╭──
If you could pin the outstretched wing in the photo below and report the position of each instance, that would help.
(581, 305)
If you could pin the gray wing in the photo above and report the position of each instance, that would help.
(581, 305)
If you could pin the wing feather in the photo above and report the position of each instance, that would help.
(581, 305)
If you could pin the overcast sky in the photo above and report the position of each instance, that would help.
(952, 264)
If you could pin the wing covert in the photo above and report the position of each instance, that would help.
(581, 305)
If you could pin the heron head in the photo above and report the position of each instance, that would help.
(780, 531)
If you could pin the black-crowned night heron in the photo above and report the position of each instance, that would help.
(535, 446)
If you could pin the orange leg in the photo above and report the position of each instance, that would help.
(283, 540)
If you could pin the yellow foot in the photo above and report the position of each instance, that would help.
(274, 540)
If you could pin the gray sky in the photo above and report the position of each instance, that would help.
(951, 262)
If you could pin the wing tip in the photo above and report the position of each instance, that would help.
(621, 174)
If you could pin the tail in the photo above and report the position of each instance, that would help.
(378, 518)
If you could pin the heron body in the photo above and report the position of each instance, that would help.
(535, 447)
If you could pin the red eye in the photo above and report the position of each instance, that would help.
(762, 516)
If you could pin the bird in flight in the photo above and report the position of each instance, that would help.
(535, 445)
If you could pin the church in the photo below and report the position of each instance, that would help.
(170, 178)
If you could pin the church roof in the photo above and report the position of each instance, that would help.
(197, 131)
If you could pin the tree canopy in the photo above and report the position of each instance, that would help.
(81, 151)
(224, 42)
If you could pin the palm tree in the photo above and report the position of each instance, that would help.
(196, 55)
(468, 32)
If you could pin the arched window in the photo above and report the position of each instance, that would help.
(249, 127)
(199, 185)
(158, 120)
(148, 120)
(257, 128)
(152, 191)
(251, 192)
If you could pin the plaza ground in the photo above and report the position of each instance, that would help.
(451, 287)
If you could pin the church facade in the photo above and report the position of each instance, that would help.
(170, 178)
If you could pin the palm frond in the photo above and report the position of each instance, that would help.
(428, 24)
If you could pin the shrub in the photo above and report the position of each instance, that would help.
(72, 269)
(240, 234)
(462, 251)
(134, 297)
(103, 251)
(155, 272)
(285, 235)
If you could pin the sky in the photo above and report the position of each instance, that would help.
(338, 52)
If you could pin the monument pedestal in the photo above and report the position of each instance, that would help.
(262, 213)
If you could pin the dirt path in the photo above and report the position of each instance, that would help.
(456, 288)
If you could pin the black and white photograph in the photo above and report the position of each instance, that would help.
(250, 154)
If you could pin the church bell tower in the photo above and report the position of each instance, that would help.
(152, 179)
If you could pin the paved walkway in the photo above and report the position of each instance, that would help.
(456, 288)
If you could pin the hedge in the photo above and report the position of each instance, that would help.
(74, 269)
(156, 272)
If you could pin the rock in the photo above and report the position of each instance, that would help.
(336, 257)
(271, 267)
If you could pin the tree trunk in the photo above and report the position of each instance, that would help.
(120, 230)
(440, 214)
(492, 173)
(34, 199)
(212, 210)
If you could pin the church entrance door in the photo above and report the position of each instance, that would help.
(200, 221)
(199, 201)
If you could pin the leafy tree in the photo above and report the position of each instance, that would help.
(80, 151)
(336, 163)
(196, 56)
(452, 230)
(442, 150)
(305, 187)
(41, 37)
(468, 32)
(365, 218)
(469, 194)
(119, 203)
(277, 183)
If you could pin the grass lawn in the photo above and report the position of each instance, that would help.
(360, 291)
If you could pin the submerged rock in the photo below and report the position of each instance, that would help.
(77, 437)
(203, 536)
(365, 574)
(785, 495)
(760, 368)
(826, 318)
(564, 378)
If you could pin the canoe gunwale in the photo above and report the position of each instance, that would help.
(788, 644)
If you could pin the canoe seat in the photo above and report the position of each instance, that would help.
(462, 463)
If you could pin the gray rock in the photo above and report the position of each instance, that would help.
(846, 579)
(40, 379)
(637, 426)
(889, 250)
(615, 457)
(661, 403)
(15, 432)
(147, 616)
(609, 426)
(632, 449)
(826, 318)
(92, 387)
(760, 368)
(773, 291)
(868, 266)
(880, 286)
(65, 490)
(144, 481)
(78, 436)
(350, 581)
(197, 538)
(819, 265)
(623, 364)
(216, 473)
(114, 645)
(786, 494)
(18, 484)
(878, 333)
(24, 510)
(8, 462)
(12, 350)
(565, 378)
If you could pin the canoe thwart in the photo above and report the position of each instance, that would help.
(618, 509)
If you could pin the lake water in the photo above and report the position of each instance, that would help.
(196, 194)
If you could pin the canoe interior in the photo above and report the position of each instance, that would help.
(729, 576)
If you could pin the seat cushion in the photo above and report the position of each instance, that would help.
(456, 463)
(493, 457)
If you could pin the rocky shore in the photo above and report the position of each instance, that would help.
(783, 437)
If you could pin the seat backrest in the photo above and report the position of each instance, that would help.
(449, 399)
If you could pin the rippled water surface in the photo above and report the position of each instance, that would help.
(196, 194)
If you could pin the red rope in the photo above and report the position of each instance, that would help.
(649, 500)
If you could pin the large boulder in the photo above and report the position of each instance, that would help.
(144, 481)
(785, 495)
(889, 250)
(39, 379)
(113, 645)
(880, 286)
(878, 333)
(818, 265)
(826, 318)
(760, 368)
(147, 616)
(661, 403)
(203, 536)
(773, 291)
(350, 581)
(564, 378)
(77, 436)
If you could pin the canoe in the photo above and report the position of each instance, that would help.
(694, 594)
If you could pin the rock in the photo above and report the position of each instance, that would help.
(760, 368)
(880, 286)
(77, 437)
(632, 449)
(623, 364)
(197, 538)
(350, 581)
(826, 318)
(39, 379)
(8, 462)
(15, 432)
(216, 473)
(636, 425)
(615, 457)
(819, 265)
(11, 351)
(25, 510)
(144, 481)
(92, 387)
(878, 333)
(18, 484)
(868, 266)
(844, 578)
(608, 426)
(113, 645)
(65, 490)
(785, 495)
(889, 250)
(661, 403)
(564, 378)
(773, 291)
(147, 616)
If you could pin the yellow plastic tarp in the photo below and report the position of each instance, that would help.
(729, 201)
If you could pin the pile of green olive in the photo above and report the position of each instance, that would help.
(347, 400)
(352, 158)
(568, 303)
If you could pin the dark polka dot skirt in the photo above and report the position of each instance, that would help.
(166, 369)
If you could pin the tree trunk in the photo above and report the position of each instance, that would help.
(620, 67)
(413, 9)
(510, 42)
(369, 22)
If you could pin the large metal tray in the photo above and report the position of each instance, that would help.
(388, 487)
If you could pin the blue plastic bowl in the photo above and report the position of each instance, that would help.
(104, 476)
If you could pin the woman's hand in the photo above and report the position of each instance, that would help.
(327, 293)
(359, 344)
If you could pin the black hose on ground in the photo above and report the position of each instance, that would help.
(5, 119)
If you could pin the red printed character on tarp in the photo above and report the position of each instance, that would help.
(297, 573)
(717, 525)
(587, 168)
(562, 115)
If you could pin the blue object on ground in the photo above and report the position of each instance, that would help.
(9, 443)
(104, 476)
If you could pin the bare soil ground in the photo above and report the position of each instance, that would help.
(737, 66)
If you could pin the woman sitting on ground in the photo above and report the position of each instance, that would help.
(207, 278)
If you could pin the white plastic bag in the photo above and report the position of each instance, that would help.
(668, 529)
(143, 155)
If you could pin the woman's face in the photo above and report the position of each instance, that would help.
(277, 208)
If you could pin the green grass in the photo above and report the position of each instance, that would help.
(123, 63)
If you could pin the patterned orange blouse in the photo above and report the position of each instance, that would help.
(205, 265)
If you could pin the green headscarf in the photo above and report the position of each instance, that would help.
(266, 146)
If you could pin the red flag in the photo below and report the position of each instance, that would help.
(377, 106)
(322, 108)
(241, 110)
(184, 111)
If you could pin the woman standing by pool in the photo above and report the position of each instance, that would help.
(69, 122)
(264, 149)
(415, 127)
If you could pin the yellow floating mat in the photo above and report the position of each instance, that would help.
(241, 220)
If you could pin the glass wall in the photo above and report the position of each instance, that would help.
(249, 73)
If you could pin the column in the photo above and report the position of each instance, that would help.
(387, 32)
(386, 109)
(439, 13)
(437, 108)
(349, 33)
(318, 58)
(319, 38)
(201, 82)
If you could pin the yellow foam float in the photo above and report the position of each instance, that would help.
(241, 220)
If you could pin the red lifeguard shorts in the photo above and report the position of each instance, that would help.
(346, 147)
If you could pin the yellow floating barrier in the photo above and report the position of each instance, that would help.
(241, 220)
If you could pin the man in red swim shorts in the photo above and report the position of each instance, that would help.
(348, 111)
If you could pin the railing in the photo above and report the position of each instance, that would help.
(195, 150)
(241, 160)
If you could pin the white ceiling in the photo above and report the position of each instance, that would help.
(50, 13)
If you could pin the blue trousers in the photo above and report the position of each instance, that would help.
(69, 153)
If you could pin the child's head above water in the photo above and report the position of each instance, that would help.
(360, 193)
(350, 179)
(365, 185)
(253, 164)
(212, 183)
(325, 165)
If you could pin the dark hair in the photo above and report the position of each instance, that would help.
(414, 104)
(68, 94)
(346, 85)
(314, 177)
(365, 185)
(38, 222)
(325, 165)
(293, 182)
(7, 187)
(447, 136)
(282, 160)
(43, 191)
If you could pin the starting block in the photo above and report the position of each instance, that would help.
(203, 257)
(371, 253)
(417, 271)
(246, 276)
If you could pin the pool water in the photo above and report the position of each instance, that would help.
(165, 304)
╰──
» **WHAT YOU NEED TO DO**
Repeat exactly the lines from the one containing "If you could pin the woman standing" through the last line of the records above, both included, and nothing else.

» **TASK RESULT**
If you could pin the woman standing by pool in the photo above and report the position of each instance, that would help.
(69, 122)
(264, 149)
(415, 127)
If you could pin the yellow floating mat in the photo above and report the position of each instance, that would help.
(241, 220)
If you could pin the glass wall in the photo above and report the position of each instance, that would help.
(249, 73)
If you could pin the column in the photo above and report the position of each instance, that would help.
(387, 32)
(386, 109)
(439, 13)
(437, 108)
(349, 33)
(318, 58)
(319, 38)
(201, 82)
If you could pin the yellow foam float in the photo above and report the position of each instance, that would help.
(241, 220)
If you could pin the red lifeguard shorts in the photo above and report the position of each instance, that would help.
(346, 147)
If you could pin the yellow floating barrier in the photo above and report the position of each instance, that would help.
(241, 220)
If you could pin the man in red swim shorts in the photo above and report the position of each instance, that would help.
(348, 111)
If you could pin the railing in the photo above and report the position of each instance, that would help.
(195, 150)
(241, 160)
If you could pin the white ceiling in the photo above and report the position of each instance, that would help.
(50, 13)
If you could pin the blue trousers in the photo above and report the position of each instance, that would help.
(69, 153)
If you could pin the child's head above water in the photo above and report the position of each instance, that would help.
(360, 193)
(350, 179)
(365, 185)
(253, 164)
(212, 183)
(325, 165)
If you could pin the dark hair in the photo above and report the position of each instance, that would help.
(414, 104)
(68, 94)
(346, 85)
(314, 177)
(365, 185)
(38, 222)
(325, 165)
(293, 182)
(7, 187)
(447, 136)
(282, 160)
(43, 191)
If you could pin the starting block in the photo above and report the position of each instance, that would help.
(203, 257)
(371, 253)
(417, 271)
(246, 276)
If you could pin the pool water in the photo above and report the position of each instance, that would help.
(165, 304)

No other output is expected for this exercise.